» Problem to solve: Reproduce the material verbatim from the line containing "[segment] glass curtain wall" through the line containing "POLYGON ((0 1, 1 169, 180 169, 154 0, 0 1))", including both of those lines.

» The input:
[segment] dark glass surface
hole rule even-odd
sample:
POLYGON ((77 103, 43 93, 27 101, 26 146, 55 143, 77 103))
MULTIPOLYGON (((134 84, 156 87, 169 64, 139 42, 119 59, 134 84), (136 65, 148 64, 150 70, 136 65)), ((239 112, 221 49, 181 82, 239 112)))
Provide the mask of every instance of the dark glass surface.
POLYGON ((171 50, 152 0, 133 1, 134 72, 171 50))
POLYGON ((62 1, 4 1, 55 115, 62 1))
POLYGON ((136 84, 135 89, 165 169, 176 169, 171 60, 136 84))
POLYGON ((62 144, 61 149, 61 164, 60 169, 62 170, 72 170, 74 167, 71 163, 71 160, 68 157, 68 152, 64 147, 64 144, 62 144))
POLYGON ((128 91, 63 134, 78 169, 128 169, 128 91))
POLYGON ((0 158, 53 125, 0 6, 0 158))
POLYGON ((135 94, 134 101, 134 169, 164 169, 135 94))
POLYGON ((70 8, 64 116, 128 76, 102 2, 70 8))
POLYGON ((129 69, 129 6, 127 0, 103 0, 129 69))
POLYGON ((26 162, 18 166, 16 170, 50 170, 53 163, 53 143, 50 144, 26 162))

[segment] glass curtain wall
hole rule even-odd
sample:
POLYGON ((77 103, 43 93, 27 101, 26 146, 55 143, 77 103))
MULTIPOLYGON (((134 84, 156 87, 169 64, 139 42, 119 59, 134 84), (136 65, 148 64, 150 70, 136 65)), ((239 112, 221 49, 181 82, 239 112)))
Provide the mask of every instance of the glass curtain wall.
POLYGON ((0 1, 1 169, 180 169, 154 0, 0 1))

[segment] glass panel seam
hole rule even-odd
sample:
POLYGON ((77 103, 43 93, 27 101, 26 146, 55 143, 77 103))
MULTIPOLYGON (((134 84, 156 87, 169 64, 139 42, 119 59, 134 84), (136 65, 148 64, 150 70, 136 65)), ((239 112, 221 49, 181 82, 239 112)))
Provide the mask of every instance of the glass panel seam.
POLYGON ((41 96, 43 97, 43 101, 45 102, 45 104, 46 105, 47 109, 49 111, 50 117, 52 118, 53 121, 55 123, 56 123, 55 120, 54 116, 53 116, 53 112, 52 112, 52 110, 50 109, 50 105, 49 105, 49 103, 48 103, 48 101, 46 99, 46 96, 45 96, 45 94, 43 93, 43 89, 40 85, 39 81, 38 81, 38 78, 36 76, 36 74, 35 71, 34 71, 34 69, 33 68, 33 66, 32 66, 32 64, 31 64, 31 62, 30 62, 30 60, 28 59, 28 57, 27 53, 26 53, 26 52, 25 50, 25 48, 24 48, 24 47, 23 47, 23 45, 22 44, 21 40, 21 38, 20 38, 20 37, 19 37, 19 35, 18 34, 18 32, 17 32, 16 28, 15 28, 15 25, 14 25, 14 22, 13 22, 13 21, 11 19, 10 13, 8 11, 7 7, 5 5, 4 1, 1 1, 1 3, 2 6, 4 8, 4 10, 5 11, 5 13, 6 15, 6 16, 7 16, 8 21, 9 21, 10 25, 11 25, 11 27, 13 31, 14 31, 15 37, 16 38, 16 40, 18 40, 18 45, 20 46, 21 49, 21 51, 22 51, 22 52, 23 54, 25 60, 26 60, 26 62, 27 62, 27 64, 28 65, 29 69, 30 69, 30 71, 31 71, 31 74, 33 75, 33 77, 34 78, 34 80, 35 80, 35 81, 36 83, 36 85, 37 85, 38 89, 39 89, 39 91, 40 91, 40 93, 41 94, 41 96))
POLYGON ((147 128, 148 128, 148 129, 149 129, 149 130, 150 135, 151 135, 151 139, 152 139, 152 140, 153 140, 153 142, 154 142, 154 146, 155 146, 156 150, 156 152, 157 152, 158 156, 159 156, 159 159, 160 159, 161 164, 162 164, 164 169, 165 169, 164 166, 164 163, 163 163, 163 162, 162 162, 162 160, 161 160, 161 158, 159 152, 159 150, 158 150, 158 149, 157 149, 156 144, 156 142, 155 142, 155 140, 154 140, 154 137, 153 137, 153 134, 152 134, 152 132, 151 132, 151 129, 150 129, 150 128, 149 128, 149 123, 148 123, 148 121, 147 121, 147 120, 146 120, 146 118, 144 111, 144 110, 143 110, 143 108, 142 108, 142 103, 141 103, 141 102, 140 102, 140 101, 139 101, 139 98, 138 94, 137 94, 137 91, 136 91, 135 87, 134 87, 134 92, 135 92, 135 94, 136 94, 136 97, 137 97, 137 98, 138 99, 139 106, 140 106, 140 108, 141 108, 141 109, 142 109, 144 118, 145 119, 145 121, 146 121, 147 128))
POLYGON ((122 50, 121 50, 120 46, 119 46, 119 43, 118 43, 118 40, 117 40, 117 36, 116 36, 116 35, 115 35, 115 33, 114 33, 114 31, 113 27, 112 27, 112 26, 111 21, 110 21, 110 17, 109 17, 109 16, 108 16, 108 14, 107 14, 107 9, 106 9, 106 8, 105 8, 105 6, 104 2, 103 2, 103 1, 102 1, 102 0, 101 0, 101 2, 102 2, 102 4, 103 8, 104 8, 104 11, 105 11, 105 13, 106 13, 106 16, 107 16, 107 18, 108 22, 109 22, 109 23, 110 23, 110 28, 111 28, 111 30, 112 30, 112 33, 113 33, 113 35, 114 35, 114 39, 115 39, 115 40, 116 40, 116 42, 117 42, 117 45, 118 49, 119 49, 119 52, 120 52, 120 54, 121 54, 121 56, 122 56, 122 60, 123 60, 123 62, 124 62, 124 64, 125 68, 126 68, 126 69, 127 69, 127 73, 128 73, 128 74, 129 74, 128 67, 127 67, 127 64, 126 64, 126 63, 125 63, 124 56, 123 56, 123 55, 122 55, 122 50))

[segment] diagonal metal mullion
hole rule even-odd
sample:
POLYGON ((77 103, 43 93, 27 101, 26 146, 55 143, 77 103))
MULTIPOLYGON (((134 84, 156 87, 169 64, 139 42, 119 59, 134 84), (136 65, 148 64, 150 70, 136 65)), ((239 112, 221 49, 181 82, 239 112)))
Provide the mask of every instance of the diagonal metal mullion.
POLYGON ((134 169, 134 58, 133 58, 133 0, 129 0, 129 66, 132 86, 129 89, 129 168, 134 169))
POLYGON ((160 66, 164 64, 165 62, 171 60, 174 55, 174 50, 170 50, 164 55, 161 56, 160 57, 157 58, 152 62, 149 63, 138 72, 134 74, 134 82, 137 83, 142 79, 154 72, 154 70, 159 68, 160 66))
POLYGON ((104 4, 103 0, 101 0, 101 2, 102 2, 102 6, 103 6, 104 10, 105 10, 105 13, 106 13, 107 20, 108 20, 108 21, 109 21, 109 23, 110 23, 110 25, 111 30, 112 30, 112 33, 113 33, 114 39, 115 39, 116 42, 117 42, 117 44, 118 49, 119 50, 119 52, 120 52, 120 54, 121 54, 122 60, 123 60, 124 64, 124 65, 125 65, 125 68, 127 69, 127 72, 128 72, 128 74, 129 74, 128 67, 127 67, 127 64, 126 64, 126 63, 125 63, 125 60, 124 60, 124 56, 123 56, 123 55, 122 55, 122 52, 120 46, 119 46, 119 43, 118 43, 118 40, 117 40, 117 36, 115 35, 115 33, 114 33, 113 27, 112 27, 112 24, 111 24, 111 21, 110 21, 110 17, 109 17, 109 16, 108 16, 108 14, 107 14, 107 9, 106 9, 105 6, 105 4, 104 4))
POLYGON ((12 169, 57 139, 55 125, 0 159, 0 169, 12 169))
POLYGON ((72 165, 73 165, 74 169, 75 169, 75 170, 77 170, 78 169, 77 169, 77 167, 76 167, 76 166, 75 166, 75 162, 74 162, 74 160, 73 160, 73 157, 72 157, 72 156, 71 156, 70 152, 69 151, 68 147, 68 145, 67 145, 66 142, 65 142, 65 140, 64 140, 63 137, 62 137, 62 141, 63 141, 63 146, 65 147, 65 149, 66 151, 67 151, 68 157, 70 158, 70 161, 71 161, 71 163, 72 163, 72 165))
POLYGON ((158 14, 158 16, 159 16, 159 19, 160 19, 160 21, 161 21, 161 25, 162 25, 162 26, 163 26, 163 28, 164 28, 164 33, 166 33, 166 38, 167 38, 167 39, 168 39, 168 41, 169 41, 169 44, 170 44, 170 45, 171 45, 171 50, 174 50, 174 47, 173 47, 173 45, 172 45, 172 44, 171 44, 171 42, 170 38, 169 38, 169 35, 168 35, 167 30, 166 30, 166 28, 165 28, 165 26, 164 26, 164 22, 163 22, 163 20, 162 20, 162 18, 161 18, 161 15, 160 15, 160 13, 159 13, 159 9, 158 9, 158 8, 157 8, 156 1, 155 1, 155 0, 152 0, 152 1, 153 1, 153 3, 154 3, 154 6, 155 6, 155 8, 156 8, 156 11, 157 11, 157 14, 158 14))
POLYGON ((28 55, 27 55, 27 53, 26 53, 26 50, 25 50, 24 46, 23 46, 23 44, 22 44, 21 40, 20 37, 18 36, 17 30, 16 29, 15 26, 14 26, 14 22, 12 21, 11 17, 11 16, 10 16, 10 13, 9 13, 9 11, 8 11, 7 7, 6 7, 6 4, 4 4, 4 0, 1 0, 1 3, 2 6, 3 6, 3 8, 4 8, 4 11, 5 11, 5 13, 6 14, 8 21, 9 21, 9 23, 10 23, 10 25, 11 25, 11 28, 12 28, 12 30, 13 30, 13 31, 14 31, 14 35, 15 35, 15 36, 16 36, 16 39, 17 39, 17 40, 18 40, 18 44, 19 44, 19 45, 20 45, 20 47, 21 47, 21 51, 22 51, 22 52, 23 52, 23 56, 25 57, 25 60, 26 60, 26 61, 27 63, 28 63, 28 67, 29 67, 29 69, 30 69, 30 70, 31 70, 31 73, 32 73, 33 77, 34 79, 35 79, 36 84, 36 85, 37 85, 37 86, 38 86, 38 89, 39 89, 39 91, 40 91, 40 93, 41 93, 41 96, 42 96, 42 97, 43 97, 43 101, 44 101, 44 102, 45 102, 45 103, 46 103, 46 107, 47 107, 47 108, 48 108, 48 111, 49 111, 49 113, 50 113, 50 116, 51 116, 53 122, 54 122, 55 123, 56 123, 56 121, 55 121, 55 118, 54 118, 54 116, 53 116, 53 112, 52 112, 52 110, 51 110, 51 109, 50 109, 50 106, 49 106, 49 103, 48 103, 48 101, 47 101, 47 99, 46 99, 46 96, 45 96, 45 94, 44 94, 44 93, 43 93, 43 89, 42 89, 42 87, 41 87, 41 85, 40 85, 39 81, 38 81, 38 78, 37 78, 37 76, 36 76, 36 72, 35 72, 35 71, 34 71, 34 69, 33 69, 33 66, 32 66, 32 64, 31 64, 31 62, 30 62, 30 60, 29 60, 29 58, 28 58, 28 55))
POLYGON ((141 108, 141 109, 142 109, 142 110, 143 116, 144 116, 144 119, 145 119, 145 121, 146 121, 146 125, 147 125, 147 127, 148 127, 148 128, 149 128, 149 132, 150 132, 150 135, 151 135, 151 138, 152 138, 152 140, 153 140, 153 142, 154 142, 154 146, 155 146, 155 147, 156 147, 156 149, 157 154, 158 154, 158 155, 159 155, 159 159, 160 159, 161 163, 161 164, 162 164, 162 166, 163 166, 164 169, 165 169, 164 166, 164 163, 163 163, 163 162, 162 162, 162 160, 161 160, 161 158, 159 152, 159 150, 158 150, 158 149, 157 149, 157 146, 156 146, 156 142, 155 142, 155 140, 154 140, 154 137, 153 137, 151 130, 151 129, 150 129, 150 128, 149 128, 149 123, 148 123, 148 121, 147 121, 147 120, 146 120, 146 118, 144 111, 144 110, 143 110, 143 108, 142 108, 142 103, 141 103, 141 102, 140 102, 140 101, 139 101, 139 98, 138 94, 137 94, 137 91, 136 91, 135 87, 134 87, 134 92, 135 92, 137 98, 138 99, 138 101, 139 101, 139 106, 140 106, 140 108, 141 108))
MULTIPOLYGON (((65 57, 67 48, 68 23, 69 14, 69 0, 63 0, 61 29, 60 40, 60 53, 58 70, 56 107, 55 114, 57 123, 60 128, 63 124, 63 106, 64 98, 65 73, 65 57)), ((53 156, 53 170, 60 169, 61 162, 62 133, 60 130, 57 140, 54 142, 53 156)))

» The response:
[segment] glass curtain wall
hole rule even-odd
sample:
POLYGON ((77 103, 43 93, 27 101, 26 146, 55 143, 77 103))
MULTIPOLYGON (((134 84, 156 87, 169 64, 139 42, 119 59, 134 84), (136 65, 148 64, 150 70, 136 65)), ((239 112, 221 49, 181 82, 239 112)))
Provide the mask of every instance of the glass curtain wall.
POLYGON ((0 1, 1 169, 180 169, 154 0, 0 1))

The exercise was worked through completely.